▶ **Exercise**
Collect every line of the records that contains the word "squirrel", treating uppercase and lowercase as different.

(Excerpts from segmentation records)
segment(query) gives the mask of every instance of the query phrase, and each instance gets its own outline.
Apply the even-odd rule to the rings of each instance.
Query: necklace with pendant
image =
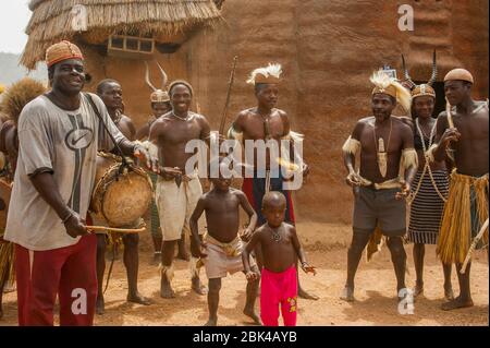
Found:
[[[391,140],[391,131],[393,129],[393,119],[390,119],[390,133],[388,135],[388,145],[384,146],[384,140],[382,136],[377,137],[376,135],[376,123],[373,124],[373,134],[375,134],[375,146],[376,153],[378,157],[378,168],[381,177],[387,176],[388,171],[388,149],[390,148],[390,140]]]
[[[278,230],[272,229],[272,240],[279,242],[282,239],[281,233]]]
[[[188,115],[184,118],[184,117],[176,116],[175,112],[173,112],[173,111],[172,111],[172,116],[173,116],[174,118],[177,118],[177,119],[181,120],[181,121],[187,121],[187,119],[188,119]]]

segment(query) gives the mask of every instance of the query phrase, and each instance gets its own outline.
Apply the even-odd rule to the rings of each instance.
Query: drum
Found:
[[[12,193],[12,184],[3,178],[0,179],[0,236],[7,227],[7,214],[9,213],[10,194]],[[1,237],[0,237],[1,240]]]
[[[109,227],[134,227],[151,203],[151,180],[133,163],[120,172],[121,157],[97,155],[96,183],[90,211],[103,218]]]

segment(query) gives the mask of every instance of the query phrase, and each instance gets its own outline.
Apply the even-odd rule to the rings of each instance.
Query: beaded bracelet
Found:
[[[64,225],[68,223],[69,219],[71,219],[73,216],[72,212],[69,212],[69,214],[66,215],[66,217],[64,217],[63,219],[61,219],[61,223]]]

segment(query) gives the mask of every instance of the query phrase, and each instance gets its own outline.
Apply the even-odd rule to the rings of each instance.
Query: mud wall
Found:
[[[414,32],[397,28],[397,10],[405,3],[415,11]],[[248,73],[268,62],[283,64],[279,107],[290,115],[293,129],[306,135],[304,154],[311,166],[307,184],[295,194],[301,219],[350,223],[352,197],[340,148],[356,120],[370,113],[368,77],[383,63],[400,69],[404,52],[413,79],[428,80],[436,48],[440,81],[450,69],[465,67],[476,77],[475,97],[488,96],[483,0],[228,0],[222,13],[225,22],[213,32],[204,31],[176,53],[157,59],[171,79],[193,83],[195,101],[213,129],[235,55],[240,59],[226,124],[255,105],[253,87],[245,83]],[[142,124],[149,112],[143,62],[94,62],[95,77],[122,82],[126,113]],[[155,67],[152,74],[157,77]]]

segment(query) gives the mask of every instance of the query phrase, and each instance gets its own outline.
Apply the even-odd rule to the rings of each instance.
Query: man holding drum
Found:
[[[20,325],[91,325],[97,297],[97,238],[87,230],[98,149],[114,147],[157,164],[124,137],[96,95],[84,95],[84,58],[61,41],[46,51],[52,89],[19,119],[20,152],[4,238],[15,243]],[[88,98],[94,100],[97,111]]]
[[[97,95],[102,99],[107,107],[111,120],[121,133],[128,140],[134,140],[136,129],[133,121],[127,116],[121,112],[122,108],[122,88],[115,80],[102,80],[97,86]],[[138,233],[123,235],[122,242],[124,243],[124,267],[127,275],[127,301],[139,304],[151,304],[150,300],[145,298],[138,292],[137,279],[138,279]],[[103,301],[103,273],[106,271],[106,233],[97,235],[97,281],[98,281],[98,295],[96,303],[97,314],[103,314],[105,301]]]

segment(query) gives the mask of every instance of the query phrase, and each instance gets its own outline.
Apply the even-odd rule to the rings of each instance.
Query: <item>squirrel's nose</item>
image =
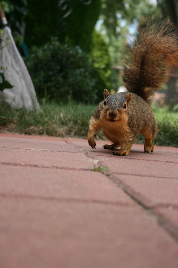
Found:
[[[112,112],[111,113],[109,112],[109,116],[112,119],[114,119],[114,118],[115,118],[117,114],[117,113],[115,113],[114,112]]]

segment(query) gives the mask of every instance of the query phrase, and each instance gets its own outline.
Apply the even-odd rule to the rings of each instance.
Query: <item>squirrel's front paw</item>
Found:
[[[120,150],[119,151],[116,151],[115,152],[113,152],[113,154],[115,155],[119,155],[120,156],[126,156],[127,155],[129,152],[125,152],[123,151],[122,151]]]
[[[90,146],[91,146],[92,149],[96,149],[96,143],[94,139],[93,136],[88,136],[88,142]]]

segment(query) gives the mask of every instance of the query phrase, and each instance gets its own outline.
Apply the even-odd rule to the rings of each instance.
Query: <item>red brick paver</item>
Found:
[[[0,134],[1,267],[177,268],[178,148],[104,143]]]

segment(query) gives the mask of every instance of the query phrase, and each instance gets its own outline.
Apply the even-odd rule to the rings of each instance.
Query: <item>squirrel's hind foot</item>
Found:
[[[103,146],[104,149],[109,149],[110,150],[114,150],[116,149],[113,146],[113,145],[112,144],[111,145],[108,145],[108,144],[105,144]]]
[[[109,149],[109,150],[115,150],[117,149],[118,147],[119,147],[120,145],[118,143],[113,143],[111,144],[111,145],[109,145],[108,144],[104,144],[103,147],[104,149]]]
[[[126,156],[127,155],[129,152],[124,152],[120,150],[119,151],[116,151],[113,152],[113,154],[114,155],[119,155],[120,156]]]

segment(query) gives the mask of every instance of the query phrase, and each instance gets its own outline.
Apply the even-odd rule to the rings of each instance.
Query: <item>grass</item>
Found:
[[[36,112],[11,108],[4,103],[0,107],[0,132],[61,137],[87,137],[88,122],[96,105],[43,103]],[[155,144],[178,147],[178,114],[167,107],[154,107],[159,132]],[[102,131],[98,139],[104,139]],[[138,133],[136,142],[144,143]]]

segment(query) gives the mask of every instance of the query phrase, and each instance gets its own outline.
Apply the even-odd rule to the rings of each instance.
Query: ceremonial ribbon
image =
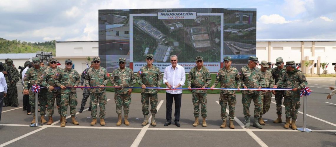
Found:
[[[305,87],[304,88],[300,89],[300,92],[301,92],[300,94],[300,97],[302,97],[303,95],[309,95],[311,94],[311,90],[309,88],[309,87]]]

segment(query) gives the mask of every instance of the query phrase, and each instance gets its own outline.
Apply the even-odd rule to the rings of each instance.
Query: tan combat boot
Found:
[[[74,125],[79,125],[79,123],[76,121],[75,116],[71,116],[71,123],[74,124]]]
[[[118,115],[118,122],[117,122],[117,126],[119,126],[121,125],[121,115]]]
[[[46,121],[45,119],[44,119],[44,115],[42,115],[41,116],[41,122],[43,124],[47,123],[47,121]]]
[[[48,117],[49,117],[49,120],[48,121],[47,125],[50,125],[54,122],[54,120],[52,120],[52,116],[49,116]]]
[[[295,124],[295,122],[296,121],[296,119],[292,119],[292,129],[293,130],[296,130],[297,127],[296,127],[296,125]]]
[[[33,120],[32,121],[32,122],[30,122],[30,124],[35,124],[36,123],[35,122],[35,119],[36,118],[35,118],[35,116],[34,115],[33,116]]]
[[[220,128],[225,128],[226,127],[226,120],[223,120],[222,125],[220,125]]]
[[[259,124],[260,125],[265,125],[265,122],[264,122],[264,120],[262,119],[262,118],[261,117],[259,118]]]
[[[61,127],[65,127],[65,117],[62,117],[61,118]]]
[[[230,120],[230,124],[229,125],[230,126],[230,129],[235,129],[235,125],[233,125],[233,121]]]
[[[193,126],[196,127],[200,124],[200,122],[198,121],[198,117],[195,117],[195,122],[193,124]]]
[[[105,126],[105,120],[103,118],[100,118],[100,126]]]
[[[97,124],[97,119],[92,119],[92,122],[91,122],[91,123],[90,123],[90,125],[91,126],[94,126]]]
[[[281,120],[281,115],[278,115],[278,118],[273,121],[273,123],[282,123],[282,120]]]
[[[284,126],[284,128],[288,129],[289,128],[289,122],[290,121],[291,118],[286,118],[286,124]]]
[[[144,117],[144,119],[143,120],[143,122],[141,124],[142,126],[145,126],[148,124],[148,117],[147,117],[147,115],[144,115],[143,116]]]
[[[205,122],[205,118],[203,118],[203,120],[202,121],[202,127],[207,127],[207,123]]]
[[[155,115],[152,115],[152,119],[151,120],[151,125],[153,127],[156,126],[156,122],[155,122]]]
[[[127,118],[128,116],[127,115],[125,115],[125,120],[124,121],[124,123],[126,126],[129,126],[129,122],[128,122],[128,120],[127,120]]]

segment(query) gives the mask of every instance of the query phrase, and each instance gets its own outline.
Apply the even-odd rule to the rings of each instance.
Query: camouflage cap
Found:
[[[100,62],[100,58],[99,58],[99,57],[94,57],[93,58],[93,60],[92,61],[98,61]]]
[[[261,61],[261,66],[265,67],[265,68],[268,68],[268,63],[265,61]]]
[[[154,58],[154,57],[153,57],[153,54],[147,54],[147,55],[146,55],[146,59],[147,59],[149,58],[150,58],[152,59]]]
[[[224,61],[231,61],[231,57],[230,56],[226,56],[224,57],[224,59],[223,60]]]
[[[33,58],[33,65],[40,65],[40,58],[36,57]]]
[[[67,63],[72,63],[72,60],[70,59],[67,59],[65,60],[65,63],[67,64]]]
[[[276,60],[276,62],[277,63],[275,64],[278,66],[279,66],[281,65],[281,64],[284,63],[284,60],[282,59],[282,58],[281,57],[279,57],[277,58],[277,60]]]
[[[196,61],[201,60],[203,61],[203,57],[202,56],[197,56],[196,57]]]
[[[258,57],[254,57],[254,56],[249,57],[249,60],[253,61],[254,62],[255,62],[257,63],[259,63],[259,61],[258,61]]]
[[[52,61],[55,61],[56,63],[57,63],[57,59],[55,58],[53,58],[49,60],[49,63],[50,63]]]
[[[122,62],[124,63],[126,63],[126,58],[119,58],[119,62]]]

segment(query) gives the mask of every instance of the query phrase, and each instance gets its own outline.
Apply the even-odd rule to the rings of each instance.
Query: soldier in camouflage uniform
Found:
[[[220,88],[236,88],[240,89],[240,77],[238,70],[231,66],[232,61],[229,56],[224,57],[224,67],[219,69],[217,72],[216,80],[211,87],[213,88],[220,82]],[[220,105],[220,116],[223,120],[223,123],[220,126],[222,128],[226,127],[226,105],[228,101],[229,119],[230,120],[229,126],[231,129],[235,129],[233,121],[235,120],[235,107],[237,101],[236,100],[236,93],[233,90],[220,90],[219,96],[219,104]]]
[[[141,124],[146,126],[148,124],[148,115],[149,114],[148,105],[151,101],[151,113],[152,120],[151,125],[153,127],[156,126],[155,115],[156,115],[157,104],[158,103],[158,90],[155,89],[146,89],[146,87],[160,87],[162,83],[162,75],[160,70],[153,65],[154,58],[152,54],[147,54],[146,56],[147,65],[141,67],[136,75],[136,81],[141,85],[141,102],[142,103],[142,114],[144,120]]]
[[[292,129],[296,129],[295,121],[297,117],[298,110],[300,108],[300,90],[304,88],[308,84],[306,77],[301,71],[296,69],[295,62],[294,61],[286,62],[285,66],[287,71],[278,82],[274,85],[274,88],[283,86],[286,88],[292,88],[292,90],[285,91],[285,112],[286,114],[286,124],[284,128],[289,128],[291,118],[292,119]]]
[[[111,75],[111,82],[113,86],[133,87],[135,84],[135,77],[133,71],[125,66],[126,59],[119,58],[119,68],[113,71]],[[117,114],[118,115],[117,126],[121,125],[121,108],[124,106],[125,114],[124,123],[128,126],[129,122],[127,120],[129,112],[129,105],[131,104],[131,96],[132,88],[116,88],[114,91],[114,102],[116,103]]]
[[[261,68],[260,70],[261,72],[261,76],[265,79],[266,87],[264,88],[272,88],[275,84],[274,80],[272,76],[272,74],[268,70],[268,66],[267,64],[267,62],[266,61],[261,61]],[[262,119],[262,115],[266,113],[269,109],[272,92],[272,90],[262,90],[260,92],[262,107],[261,112],[260,113],[260,117],[259,118],[259,124],[261,125],[265,125],[265,122]]]
[[[196,57],[196,66],[190,70],[187,85],[188,88],[204,88],[209,86],[211,83],[211,77],[210,72],[207,68],[203,66],[203,57],[198,56]],[[193,90],[193,103],[194,104],[194,116],[195,117],[195,122],[193,126],[196,127],[199,124],[198,117],[200,116],[200,103],[201,103],[201,115],[203,118],[202,126],[207,126],[205,119],[208,116],[207,111],[207,90]]]
[[[18,105],[17,101],[17,87],[16,87],[16,83],[19,80],[19,72],[16,68],[13,66],[13,61],[10,59],[8,59],[6,61],[7,66],[5,68],[6,71],[2,72],[5,76],[6,82],[7,83],[7,87],[8,90],[7,91],[7,96],[4,99],[4,106],[11,106],[16,107]],[[8,73],[9,72],[12,77],[12,81],[9,81],[8,78]]]
[[[31,113],[33,115],[33,119],[31,124],[34,124],[35,122],[35,93],[33,92],[30,89],[32,86],[35,84],[38,84],[38,80],[42,75],[43,70],[40,67],[40,58],[36,57],[33,59],[33,65],[34,67],[28,69],[25,74],[23,80],[24,94],[29,95],[29,102],[31,106]],[[41,105],[40,113],[41,115],[41,122],[43,123],[47,123],[47,121],[44,119],[44,115],[45,114],[45,106],[47,105],[47,100],[44,99],[40,96],[41,95],[38,93],[39,100]]]
[[[56,99],[56,102],[57,103],[56,105],[59,106],[58,114],[59,114],[60,118],[62,118],[61,109],[59,106],[60,105],[61,102],[60,90],[54,88],[57,87],[55,83],[56,80],[55,78],[59,75],[59,70],[62,69],[57,67],[57,59],[56,58],[53,58],[50,59],[49,60],[50,68],[44,70],[39,80],[41,86],[48,88],[46,95],[48,102],[47,115],[49,120],[47,123],[47,125],[51,125],[54,122],[52,119],[52,115],[54,114],[54,103],[55,103],[55,99]]]
[[[61,88],[61,109],[62,117],[61,118],[61,127],[65,127],[65,119],[67,117],[68,107],[70,105],[70,114],[71,115],[71,123],[75,125],[79,123],[76,121],[76,106],[77,106],[77,91],[75,88],[79,85],[79,74],[76,70],[71,68],[72,60],[68,59],[65,60],[66,67],[59,71],[55,75],[55,84]],[[56,75],[58,74],[58,75]]]
[[[285,73],[286,72],[286,68],[284,67],[284,61],[281,57],[277,58],[276,65],[277,67],[275,67],[272,70],[272,76],[274,79],[274,82],[278,82],[280,78],[282,77]],[[279,88],[282,88],[281,85],[279,85]],[[278,118],[273,121],[274,123],[282,123],[281,119],[281,115],[282,114],[282,108],[281,107],[281,102],[282,98],[284,96],[284,91],[283,90],[277,90],[275,91],[275,102],[277,103],[277,114],[278,115]]]
[[[99,57],[93,58],[93,67],[89,69],[86,73],[84,82],[87,87],[104,87],[109,83],[110,74],[105,68],[100,66],[100,60]],[[91,99],[92,111],[91,117],[92,122],[90,125],[93,126],[97,123],[97,108],[98,103],[99,103],[100,112],[100,124],[101,126],[105,125],[105,118],[106,112],[105,105],[107,103],[106,90],[105,88],[92,88],[89,89],[90,98]]]
[[[242,68],[240,70],[240,79],[242,80],[242,87],[245,89],[261,89],[265,87],[265,79],[261,76],[260,70],[256,66],[259,63],[258,58],[249,57],[249,64]],[[254,104],[254,123],[253,127],[262,129],[262,126],[259,124],[258,121],[261,112],[262,103],[260,95],[260,91],[256,90],[242,90],[242,103],[244,107],[244,117],[246,119],[245,128],[250,128],[250,104],[253,99]]]
[[[89,69],[92,68],[93,67],[93,61],[91,61],[91,66],[85,69],[83,72],[82,73],[82,75],[81,75],[81,85],[84,86],[84,80],[85,80],[85,77],[86,76],[86,73],[87,73],[87,71]],[[81,108],[78,111],[78,112],[81,113],[84,109],[84,107],[86,104],[86,101],[87,101],[87,98],[90,96],[90,90],[88,88],[81,88],[83,90],[83,98],[82,99],[82,103],[81,103]],[[89,107],[89,111],[91,111],[91,99],[90,99],[90,106]]]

▶ **Answer**
Query: <item>squirrel's nose</item>
Query: <item>squirrel's front paw</item>
Query: <item>squirrel's hind foot</item>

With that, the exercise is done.